:: Task statement ::
In the news report about the Georgia drug-trafficking arrest, how long was Fincher kept in custody after she couldn't pay her bond?

:: Study text ::
A Georgia woman is suing local officials after she was arrested on charges of drug trafficking and sent to jail on $1 million bond, only for testing to later support her claim that she didn’t have any drugs at all. Dasha Fincher‘s lawsuit alleges that a field test known for producing false positives misidentified her blue cotton candy for methamphetamine, landing her behind bars for months.
According to Fincher’s complaint, filed earlier this month in federal court, she was in the car on December 31, 2016 with her friend David Morris Jr., when they were pulled over by local authorities. According to a Monroe County Sheriff’s Office report obtained by local WMAZ, the car that Morris was driving had dark tinted windows, and both Morris and Fincher were found to have suspended licenses. At that point, the report says, they asked Fincher and Morris to step out of the car, which they did. The report says they both appeared nervous and that Fincher started shaking, but Fincher’s complaint disputes this. She claims she was calm the whole time, and that there is dashcam video that supports this.
Deputies then asked for permission to search the car, and Morris said yes, the report says. They recovered a bag with a blue substance by the floorboard that Fincher said was cotton candy, but a field test came back positive for meth. Both Morris and Fincher were arrested. Fincher was charged with Trafficking Methamphetamine and Possession of Methamphetamine with Intent to Distribute, and when she couldn’t pay the $1 million bond, she was kept in custody for more than three months.
During that time, the blue substance was sent to the Georgia Bureau of Investigation for testing, and it came back negative.

:: Exercise data ::
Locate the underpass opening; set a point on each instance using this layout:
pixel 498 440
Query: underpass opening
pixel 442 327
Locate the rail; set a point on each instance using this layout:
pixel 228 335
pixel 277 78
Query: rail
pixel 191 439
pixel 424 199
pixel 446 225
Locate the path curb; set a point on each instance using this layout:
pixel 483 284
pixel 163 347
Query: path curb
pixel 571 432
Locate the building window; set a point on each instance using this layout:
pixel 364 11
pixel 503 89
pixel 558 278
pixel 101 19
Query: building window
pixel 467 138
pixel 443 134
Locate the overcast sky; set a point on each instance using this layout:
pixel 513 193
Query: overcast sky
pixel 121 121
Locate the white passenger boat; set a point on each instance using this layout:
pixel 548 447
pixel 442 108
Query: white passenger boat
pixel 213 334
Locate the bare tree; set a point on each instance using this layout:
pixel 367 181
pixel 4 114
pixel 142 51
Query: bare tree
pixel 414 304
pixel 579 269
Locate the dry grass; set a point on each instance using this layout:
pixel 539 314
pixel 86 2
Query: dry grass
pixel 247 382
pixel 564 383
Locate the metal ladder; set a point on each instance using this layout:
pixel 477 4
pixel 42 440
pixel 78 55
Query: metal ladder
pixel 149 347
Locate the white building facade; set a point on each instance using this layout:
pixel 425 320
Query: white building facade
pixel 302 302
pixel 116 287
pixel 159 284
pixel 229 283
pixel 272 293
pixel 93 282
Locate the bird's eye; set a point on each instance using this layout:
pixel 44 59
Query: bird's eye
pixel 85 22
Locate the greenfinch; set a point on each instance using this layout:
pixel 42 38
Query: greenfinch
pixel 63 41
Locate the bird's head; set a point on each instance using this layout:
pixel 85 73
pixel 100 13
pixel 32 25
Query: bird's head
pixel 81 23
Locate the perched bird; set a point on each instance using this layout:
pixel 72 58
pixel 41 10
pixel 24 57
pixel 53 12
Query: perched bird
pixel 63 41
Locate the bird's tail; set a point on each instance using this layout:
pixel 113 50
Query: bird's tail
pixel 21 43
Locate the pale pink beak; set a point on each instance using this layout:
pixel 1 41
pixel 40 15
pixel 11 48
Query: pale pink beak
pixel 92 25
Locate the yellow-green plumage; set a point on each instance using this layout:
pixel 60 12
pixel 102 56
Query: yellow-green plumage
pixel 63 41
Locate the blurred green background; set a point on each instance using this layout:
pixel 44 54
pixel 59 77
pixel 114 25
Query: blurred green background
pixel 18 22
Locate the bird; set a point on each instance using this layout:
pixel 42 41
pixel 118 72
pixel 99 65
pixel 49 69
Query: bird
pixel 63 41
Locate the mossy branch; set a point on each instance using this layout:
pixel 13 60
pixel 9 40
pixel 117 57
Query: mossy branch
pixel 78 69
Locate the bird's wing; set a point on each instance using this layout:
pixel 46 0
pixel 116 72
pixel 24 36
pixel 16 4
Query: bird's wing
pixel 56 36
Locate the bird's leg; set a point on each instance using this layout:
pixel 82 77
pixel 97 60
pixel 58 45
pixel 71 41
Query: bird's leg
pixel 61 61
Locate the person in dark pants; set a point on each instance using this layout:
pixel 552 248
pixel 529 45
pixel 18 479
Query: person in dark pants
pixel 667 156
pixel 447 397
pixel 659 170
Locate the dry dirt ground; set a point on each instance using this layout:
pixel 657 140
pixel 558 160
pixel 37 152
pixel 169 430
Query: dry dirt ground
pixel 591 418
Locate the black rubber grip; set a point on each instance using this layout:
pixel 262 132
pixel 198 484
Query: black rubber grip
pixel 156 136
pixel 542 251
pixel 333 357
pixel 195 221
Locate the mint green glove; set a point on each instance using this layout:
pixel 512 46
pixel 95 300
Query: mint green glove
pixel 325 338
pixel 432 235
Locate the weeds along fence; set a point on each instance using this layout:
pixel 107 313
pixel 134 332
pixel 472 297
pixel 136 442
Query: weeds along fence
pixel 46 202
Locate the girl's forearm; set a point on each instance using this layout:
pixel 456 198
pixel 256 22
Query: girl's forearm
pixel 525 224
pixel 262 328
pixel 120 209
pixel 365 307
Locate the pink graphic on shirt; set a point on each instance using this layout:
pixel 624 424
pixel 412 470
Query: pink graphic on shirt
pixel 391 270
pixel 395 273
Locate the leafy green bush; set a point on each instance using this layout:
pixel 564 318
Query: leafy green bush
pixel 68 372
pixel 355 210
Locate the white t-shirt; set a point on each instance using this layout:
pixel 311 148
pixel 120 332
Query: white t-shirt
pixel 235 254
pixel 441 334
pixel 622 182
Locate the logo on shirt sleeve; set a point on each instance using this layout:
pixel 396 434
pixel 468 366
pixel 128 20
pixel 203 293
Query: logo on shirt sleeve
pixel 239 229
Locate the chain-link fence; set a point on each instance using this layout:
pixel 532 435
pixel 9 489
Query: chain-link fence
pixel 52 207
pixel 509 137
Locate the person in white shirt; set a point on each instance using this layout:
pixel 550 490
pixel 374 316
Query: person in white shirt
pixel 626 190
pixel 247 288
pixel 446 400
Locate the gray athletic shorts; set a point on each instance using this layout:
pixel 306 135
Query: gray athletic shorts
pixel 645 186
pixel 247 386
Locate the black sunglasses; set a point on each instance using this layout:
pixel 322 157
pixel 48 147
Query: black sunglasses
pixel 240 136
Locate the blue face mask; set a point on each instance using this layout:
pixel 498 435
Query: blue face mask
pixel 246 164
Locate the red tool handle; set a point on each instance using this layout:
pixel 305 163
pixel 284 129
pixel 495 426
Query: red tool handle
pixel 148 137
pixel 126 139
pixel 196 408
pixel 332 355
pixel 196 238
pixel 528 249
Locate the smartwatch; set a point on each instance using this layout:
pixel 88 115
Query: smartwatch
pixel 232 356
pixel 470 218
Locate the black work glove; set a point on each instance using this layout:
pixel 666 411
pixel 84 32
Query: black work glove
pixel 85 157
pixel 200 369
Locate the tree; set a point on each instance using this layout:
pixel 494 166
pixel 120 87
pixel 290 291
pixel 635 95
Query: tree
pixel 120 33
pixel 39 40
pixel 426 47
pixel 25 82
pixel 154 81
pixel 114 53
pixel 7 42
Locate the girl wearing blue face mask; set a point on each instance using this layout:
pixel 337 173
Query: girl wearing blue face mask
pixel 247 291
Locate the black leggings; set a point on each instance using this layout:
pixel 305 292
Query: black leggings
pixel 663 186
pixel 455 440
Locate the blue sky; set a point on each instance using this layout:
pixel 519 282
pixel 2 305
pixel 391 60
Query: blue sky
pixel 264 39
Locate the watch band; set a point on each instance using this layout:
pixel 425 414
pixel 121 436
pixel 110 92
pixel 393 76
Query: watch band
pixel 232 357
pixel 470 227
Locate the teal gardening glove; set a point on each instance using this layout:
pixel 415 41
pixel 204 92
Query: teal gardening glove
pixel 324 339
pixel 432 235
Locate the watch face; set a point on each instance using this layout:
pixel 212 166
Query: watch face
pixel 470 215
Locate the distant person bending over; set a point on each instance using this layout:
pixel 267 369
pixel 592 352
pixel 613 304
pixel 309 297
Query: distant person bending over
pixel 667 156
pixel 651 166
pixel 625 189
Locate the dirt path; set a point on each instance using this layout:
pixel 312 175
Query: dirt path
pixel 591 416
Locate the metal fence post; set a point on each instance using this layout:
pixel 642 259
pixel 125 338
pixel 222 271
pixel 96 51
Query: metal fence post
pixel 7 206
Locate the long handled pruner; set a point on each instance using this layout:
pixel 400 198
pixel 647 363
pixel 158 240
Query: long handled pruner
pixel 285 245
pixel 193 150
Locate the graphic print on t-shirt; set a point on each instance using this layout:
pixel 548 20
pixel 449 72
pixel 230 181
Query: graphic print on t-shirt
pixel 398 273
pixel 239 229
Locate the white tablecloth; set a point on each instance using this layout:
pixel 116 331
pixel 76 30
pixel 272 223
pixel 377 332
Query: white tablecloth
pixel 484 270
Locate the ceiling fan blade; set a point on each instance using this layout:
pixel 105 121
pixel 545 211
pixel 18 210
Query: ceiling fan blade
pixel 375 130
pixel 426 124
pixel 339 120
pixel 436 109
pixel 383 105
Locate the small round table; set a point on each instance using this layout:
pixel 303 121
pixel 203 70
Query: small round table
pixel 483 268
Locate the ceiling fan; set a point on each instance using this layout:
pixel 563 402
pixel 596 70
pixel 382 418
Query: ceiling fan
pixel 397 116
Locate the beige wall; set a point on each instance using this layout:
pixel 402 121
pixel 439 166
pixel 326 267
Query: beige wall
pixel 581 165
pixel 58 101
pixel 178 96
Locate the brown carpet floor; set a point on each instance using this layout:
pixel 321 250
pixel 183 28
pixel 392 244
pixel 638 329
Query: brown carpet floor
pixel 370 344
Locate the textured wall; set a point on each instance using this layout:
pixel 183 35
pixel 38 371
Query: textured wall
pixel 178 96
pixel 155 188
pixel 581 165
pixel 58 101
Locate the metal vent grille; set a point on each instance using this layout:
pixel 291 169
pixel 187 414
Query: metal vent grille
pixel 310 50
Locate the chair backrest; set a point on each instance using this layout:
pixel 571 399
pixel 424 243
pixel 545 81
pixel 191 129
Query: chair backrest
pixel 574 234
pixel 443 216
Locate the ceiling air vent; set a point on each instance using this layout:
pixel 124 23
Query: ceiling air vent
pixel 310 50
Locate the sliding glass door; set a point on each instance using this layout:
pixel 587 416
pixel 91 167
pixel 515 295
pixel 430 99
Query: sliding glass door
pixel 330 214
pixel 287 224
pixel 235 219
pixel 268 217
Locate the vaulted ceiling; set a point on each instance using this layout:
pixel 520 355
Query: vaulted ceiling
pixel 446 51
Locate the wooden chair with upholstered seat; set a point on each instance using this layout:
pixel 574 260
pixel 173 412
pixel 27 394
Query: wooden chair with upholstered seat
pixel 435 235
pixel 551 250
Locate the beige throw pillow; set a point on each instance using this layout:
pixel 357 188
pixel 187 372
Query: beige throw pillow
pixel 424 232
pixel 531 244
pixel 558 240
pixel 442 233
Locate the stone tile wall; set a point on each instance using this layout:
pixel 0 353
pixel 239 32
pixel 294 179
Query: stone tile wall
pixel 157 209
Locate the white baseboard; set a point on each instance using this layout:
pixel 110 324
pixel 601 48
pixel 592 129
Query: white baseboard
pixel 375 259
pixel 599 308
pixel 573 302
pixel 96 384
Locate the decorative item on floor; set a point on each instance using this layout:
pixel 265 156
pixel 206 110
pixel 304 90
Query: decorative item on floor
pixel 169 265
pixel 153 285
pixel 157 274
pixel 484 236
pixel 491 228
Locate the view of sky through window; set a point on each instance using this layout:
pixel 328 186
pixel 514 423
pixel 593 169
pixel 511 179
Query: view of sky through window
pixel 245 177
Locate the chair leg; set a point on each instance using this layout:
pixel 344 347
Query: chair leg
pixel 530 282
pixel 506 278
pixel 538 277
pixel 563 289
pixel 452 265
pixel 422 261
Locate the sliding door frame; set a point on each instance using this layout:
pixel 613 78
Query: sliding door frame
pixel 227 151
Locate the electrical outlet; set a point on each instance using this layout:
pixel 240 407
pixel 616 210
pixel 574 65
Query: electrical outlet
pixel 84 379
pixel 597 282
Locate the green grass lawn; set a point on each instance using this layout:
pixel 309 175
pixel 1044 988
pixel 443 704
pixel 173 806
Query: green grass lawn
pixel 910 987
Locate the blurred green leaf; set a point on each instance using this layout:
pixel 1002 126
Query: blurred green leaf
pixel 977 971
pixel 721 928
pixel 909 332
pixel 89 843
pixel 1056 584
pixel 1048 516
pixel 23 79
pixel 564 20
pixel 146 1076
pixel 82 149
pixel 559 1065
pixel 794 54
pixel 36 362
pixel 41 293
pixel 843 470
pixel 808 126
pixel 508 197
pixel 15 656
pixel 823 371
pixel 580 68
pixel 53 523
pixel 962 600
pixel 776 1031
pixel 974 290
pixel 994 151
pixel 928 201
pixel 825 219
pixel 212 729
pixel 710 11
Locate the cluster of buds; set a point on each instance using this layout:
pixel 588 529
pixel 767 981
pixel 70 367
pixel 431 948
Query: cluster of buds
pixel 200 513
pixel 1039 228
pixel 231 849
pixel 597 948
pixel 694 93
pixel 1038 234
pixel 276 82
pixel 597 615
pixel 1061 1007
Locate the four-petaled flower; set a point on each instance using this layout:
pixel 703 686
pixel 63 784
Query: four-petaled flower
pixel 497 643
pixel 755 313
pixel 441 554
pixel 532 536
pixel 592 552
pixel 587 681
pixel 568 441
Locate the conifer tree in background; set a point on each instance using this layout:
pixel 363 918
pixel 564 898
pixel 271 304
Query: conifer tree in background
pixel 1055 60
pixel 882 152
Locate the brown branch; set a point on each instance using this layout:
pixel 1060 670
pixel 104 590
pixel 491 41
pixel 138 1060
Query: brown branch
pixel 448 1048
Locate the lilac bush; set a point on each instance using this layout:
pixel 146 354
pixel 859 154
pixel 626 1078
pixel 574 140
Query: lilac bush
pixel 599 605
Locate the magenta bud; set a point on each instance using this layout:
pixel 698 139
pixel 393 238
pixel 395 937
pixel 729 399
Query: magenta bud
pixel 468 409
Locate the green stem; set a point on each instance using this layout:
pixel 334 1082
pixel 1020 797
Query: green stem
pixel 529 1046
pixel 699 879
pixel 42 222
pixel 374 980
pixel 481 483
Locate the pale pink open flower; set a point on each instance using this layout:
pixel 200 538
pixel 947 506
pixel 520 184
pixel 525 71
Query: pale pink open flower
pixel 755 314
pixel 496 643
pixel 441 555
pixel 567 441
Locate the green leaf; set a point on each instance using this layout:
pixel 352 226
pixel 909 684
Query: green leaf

:: Answer section ::
More than three months.